10月13~15日にツインリンクもてぎで開催されるMotoGP日本GP。佳境に入ったタイトル争いのことを考えると、日本GPは重要な1戦となることは間違いない。
2017年シーズン第14戦アラゴンGPまでの勝利数は、ランキングトップのマルク・マルケスが5勝。続いてランキング2位のアンドレア・ドビジオーゾ4勝。ランキング3位のマーベリック・ビニャーレス3勝。ランキング4位のダニ・ペドロサ1勝。ランキング5位のバレンティーノ・ロッシ1勝。
この5人が今季の優勝経験者で、トップのマルケスから5位のロッシまでのポイント差は二桁台という状況だ。ドビジオーゾが16点差、ビニャーレスが28点差、ペドロサが54点差、ロッシが56点差。

● 問題文:
上の記事によると、2017年シーズン第14戦アラゴンGPまでに優勝したライダーは誰で、それぞれ何勝していますか？

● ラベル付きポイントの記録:
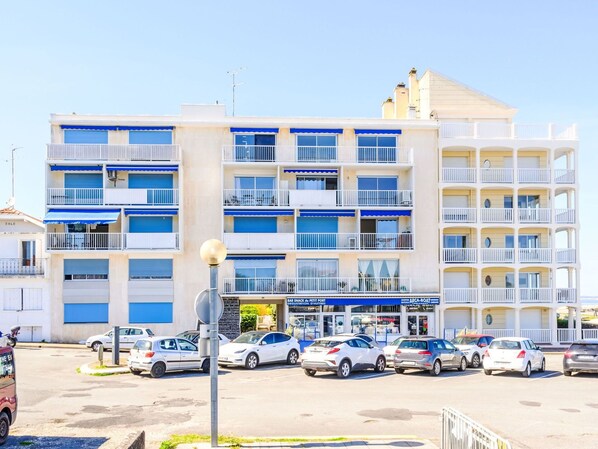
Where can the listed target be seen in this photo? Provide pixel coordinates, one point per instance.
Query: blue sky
(308, 58)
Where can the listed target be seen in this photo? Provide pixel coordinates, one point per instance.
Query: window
(317, 148)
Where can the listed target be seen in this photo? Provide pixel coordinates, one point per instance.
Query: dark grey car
(581, 356)
(432, 354)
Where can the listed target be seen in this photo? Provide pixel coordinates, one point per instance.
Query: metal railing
(105, 152)
(461, 432)
(22, 267)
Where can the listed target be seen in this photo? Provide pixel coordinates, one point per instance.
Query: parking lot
(547, 410)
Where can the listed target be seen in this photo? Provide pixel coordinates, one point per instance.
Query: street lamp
(213, 253)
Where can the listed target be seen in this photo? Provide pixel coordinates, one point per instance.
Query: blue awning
(118, 128)
(87, 216)
(378, 131)
(316, 131)
(386, 213)
(254, 130)
(258, 212)
(327, 213)
(151, 212)
(333, 171)
(255, 257)
(75, 168)
(165, 168)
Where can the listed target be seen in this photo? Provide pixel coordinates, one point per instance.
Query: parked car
(128, 337)
(513, 354)
(342, 354)
(257, 347)
(431, 354)
(473, 346)
(193, 336)
(159, 355)
(581, 356)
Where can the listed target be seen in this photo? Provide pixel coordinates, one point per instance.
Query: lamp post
(213, 253)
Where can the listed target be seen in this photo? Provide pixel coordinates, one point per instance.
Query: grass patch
(236, 442)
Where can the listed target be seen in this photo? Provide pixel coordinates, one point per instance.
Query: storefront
(383, 318)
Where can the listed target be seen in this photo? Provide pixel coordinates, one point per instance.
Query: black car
(581, 356)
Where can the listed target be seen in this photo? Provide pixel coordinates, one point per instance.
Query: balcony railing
(22, 267)
(460, 295)
(98, 197)
(459, 214)
(496, 215)
(103, 152)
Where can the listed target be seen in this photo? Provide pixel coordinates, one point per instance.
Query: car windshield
(326, 343)
(465, 340)
(249, 337)
(505, 344)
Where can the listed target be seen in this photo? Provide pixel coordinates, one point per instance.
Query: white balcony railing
(459, 214)
(535, 295)
(498, 295)
(459, 255)
(451, 174)
(497, 255)
(464, 295)
(22, 267)
(534, 215)
(103, 152)
(496, 215)
(496, 175)
(534, 255)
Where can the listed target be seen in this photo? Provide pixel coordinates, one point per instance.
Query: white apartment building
(24, 278)
(363, 225)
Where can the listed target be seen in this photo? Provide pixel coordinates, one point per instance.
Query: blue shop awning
(332, 171)
(255, 257)
(75, 168)
(161, 212)
(162, 168)
(326, 213)
(258, 212)
(87, 216)
(316, 131)
(378, 131)
(254, 130)
(386, 213)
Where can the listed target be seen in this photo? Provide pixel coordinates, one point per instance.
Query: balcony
(22, 267)
(463, 295)
(101, 152)
(102, 197)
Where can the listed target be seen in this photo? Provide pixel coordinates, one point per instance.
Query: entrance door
(333, 324)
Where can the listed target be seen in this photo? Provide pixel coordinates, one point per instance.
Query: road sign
(202, 306)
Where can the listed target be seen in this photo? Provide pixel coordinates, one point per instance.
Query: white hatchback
(513, 354)
(342, 355)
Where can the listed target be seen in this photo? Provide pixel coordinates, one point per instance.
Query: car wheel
(251, 361)
(463, 365)
(158, 370)
(344, 369)
(292, 357)
(436, 368)
(380, 364)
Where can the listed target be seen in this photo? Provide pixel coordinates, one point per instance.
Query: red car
(8, 392)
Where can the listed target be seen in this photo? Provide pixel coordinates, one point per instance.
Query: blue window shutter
(86, 313)
(150, 268)
(255, 224)
(150, 137)
(150, 312)
(86, 266)
(85, 136)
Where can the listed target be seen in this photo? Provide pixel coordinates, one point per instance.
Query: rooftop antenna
(234, 73)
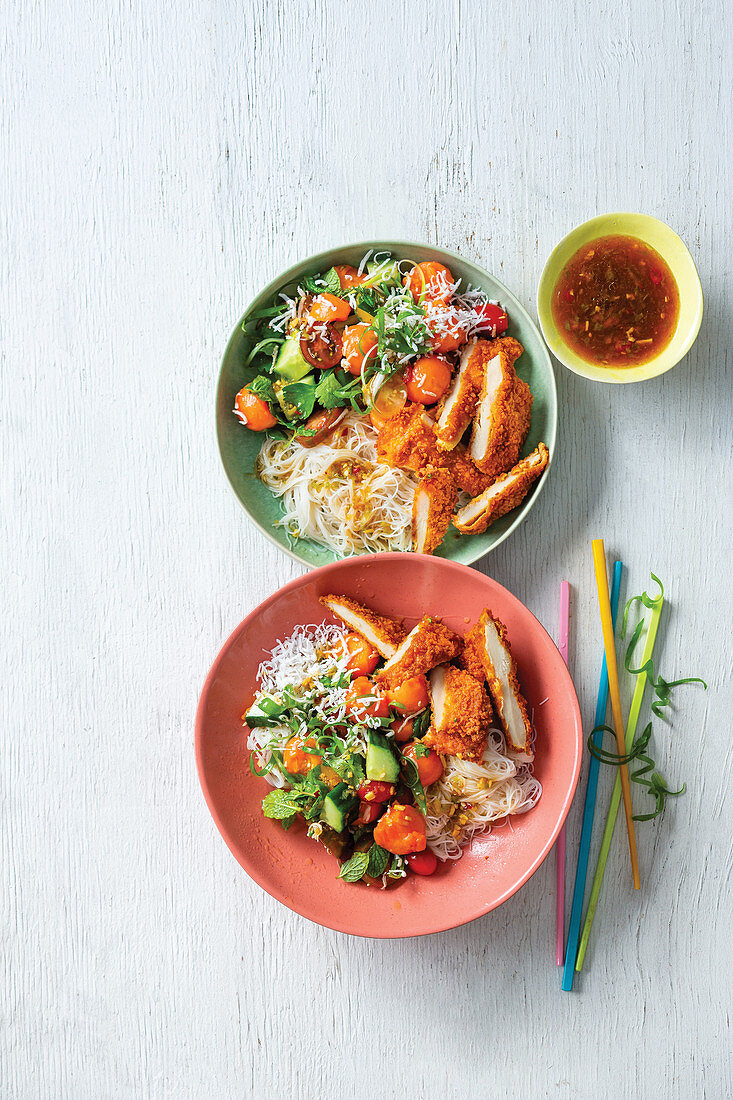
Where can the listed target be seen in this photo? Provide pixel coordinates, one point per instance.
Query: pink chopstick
(559, 847)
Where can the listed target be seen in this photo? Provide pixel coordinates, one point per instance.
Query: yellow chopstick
(609, 644)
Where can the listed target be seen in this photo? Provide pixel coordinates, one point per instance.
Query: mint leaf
(378, 861)
(332, 282)
(302, 395)
(263, 387)
(354, 868)
(279, 805)
(328, 392)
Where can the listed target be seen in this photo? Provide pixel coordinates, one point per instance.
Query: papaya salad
(390, 406)
(392, 748)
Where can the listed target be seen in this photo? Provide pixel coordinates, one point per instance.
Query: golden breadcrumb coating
(500, 668)
(407, 440)
(384, 634)
(461, 714)
(430, 642)
(433, 506)
(503, 411)
(457, 408)
(506, 493)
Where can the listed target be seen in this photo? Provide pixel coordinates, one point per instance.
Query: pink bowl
(296, 870)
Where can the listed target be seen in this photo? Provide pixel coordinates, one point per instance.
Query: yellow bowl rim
(666, 360)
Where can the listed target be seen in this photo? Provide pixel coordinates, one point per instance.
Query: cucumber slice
(381, 761)
(339, 804)
(290, 364)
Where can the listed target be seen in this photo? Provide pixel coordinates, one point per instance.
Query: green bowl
(239, 448)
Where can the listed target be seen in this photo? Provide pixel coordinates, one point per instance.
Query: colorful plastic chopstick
(559, 847)
(604, 605)
(615, 798)
(589, 805)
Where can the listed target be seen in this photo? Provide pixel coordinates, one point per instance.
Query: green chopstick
(615, 798)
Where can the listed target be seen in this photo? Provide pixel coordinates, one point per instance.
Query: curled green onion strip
(656, 784)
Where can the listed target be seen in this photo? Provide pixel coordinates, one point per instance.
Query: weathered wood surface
(160, 163)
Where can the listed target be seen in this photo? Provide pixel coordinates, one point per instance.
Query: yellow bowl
(671, 249)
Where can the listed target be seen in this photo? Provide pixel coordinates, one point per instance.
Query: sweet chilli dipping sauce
(616, 303)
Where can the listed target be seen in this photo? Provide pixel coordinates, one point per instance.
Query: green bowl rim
(545, 295)
(273, 286)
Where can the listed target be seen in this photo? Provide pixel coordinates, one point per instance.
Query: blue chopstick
(589, 807)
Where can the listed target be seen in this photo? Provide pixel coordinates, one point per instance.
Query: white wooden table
(160, 163)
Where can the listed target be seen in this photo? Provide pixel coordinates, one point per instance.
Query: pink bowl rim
(451, 568)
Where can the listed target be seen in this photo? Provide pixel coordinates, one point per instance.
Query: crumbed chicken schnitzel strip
(407, 440)
(430, 642)
(503, 411)
(461, 714)
(384, 634)
(433, 506)
(506, 493)
(471, 657)
(490, 641)
(456, 410)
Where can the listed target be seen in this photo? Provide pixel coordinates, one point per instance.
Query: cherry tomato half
(401, 829)
(295, 758)
(369, 812)
(427, 380)
(403, 729)
(429, 281)
(429, 765)
(327, 307)
(362, 695)
(253, 411)
(361, 658)
(411, 696)
(323, 424)
(359, 347)
(349, 275)
(492, 319)
(374, 790)
(423, 862)
(321, 347)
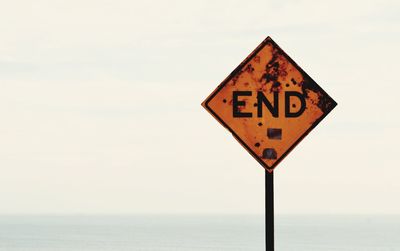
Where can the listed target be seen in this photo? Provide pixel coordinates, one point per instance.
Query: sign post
(269, 211)
(269, 104)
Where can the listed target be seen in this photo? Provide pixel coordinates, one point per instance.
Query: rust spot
(269, 153)
(274, 133)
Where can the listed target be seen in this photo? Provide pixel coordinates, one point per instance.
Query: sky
(100, 107)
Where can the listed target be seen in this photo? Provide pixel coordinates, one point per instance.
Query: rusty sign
(269, 104)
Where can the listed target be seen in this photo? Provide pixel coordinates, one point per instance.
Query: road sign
(269, 104)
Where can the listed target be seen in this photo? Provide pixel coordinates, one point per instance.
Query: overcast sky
(100, 107)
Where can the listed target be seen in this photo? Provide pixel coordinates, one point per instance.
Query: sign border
(234, 72)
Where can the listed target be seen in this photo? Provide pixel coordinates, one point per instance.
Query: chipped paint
(269, 74)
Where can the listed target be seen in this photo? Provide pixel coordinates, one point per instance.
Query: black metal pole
(269, 211)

● 解答全文:
- マルク・マルケス：5勝
- アンドレア・ドビジオーゾ：4勝
- マーベリック・ビニャーレス：3勝
- ダニ・ペドロサ：1勝
- バレンティーノ・ロッシ：1勝